§ **Dataset entries**:
□ □ □ □ □ □ □
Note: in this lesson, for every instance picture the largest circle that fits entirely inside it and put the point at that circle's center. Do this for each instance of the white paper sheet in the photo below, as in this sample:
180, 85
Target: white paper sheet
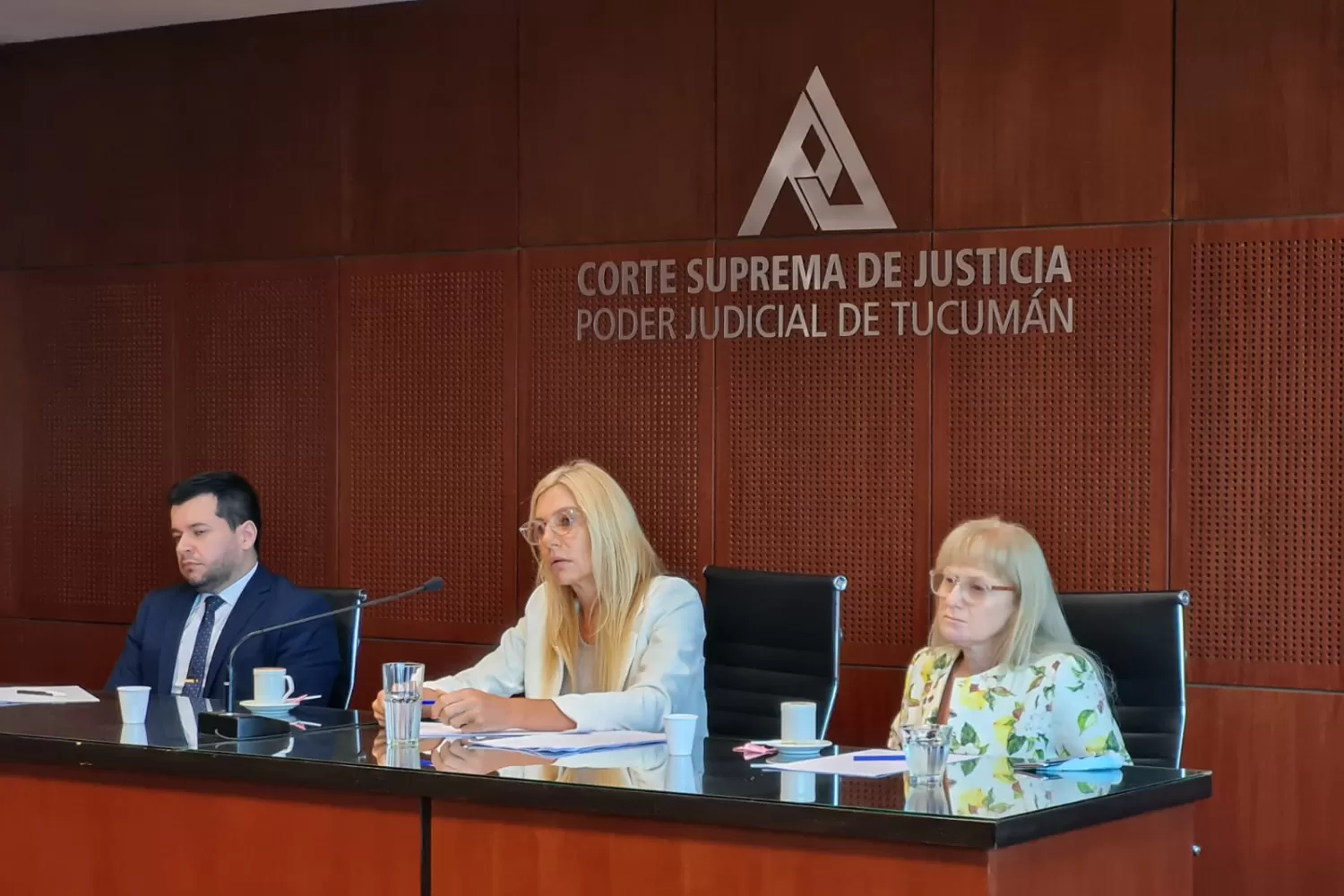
569, 742
847, 764
46, 694
448, 732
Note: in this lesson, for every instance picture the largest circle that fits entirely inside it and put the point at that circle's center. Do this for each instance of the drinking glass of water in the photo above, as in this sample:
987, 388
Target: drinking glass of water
926, 753
402, 689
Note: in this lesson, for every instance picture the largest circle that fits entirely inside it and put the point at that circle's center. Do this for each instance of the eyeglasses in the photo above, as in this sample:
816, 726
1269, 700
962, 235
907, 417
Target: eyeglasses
562, 522
973, 590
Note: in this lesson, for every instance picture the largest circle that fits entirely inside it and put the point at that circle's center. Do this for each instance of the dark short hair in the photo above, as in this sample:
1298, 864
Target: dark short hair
236, 498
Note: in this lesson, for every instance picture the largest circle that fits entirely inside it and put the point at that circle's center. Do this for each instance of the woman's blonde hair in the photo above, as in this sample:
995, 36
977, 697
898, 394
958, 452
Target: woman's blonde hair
624, 564
1011, 554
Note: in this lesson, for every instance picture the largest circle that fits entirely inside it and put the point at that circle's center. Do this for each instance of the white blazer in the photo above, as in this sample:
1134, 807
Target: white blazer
664, 662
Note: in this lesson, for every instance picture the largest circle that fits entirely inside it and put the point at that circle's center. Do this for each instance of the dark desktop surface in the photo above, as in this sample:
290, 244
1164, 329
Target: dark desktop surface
981, 805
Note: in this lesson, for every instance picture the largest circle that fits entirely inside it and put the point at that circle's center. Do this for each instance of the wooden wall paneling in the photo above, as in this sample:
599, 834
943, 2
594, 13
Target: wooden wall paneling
43, 650
1148, 853
1263, 77
99, 158
116, 814
257, 129
430, 126
1051, 113
822, 444
1064, 433
11, 153
1258, 449
255, 392
11, 445
573, 855
427, 440
97, 443
438, 659
866, 704
639, 409
616, 121
1271, 825
766, 56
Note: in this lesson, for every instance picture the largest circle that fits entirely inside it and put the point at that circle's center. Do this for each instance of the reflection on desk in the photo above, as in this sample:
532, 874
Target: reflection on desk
714, 785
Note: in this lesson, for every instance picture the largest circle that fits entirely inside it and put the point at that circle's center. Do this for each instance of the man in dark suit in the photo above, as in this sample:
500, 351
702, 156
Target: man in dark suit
182, 635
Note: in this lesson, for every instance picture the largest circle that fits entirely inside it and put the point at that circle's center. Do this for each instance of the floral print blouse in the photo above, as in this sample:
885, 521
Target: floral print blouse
1051, 708
989, 788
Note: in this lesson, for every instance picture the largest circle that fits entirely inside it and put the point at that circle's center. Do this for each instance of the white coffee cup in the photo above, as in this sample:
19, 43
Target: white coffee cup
680, 775
797, 721
134, 704
134, 735
680, 731
271, 685
797, 786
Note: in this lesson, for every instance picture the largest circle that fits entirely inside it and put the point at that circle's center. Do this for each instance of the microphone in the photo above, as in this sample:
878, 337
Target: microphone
230, 726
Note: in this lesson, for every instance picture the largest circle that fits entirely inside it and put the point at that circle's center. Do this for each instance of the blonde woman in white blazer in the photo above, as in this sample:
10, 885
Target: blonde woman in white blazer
607, 641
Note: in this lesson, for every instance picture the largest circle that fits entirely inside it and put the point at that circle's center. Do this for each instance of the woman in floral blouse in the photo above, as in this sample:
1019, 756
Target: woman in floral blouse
1002, 667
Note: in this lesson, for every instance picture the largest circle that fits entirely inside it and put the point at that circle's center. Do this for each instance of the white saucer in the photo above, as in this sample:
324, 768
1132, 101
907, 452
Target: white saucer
266, 708
797, 747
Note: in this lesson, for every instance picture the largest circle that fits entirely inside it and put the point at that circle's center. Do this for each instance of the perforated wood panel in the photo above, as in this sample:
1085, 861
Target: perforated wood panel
255, 392
426, 426
11, 444
822, 460
1260, 449
639, 409
96, 458
1064, 433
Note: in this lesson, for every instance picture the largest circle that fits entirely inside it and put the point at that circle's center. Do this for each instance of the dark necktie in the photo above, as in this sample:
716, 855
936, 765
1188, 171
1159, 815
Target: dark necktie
201, 653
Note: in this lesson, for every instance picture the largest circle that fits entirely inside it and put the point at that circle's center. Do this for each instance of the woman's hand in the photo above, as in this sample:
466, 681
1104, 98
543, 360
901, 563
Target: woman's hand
473, 711
457, 756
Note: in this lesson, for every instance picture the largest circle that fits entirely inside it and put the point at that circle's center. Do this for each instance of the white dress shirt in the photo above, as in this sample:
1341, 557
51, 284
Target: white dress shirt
188, 634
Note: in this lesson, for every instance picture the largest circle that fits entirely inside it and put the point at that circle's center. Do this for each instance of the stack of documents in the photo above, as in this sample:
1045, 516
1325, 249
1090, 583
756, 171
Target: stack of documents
449, 732
866, 763
45, 694
564, 743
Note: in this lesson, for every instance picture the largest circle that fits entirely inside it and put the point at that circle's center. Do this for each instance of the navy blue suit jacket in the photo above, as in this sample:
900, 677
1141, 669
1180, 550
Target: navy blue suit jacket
309, 651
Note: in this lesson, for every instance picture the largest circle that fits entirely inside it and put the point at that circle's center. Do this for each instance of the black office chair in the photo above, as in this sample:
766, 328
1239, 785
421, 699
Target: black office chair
1142, 640
769, 637
347, 632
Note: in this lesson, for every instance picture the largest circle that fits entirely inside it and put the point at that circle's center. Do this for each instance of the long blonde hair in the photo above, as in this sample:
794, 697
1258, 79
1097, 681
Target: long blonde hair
1011, 552
624, 564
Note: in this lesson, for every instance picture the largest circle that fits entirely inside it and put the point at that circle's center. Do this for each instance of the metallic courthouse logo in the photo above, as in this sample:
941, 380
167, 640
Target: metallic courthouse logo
817, 112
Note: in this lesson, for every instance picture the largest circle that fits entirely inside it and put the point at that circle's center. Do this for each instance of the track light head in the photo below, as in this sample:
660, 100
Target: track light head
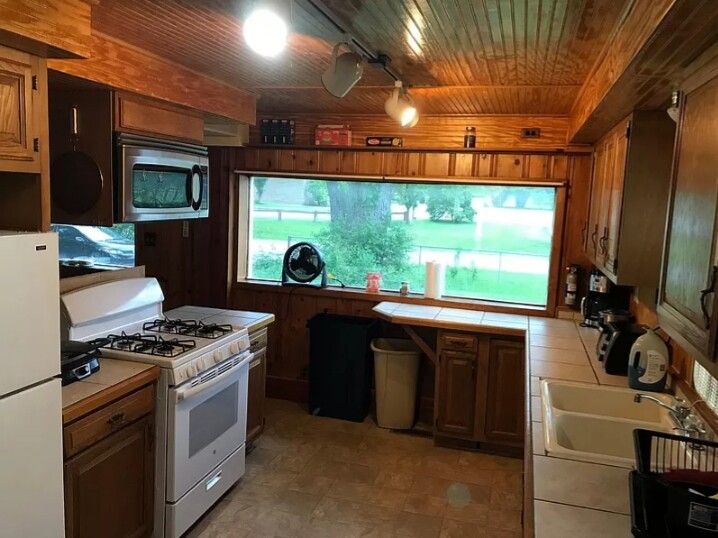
□ □ □ □ □ □ □
§ **Work instructions**: Among the records above, determine how many lines contain "track", then report the number only.

§ **Output for this exercise**: 2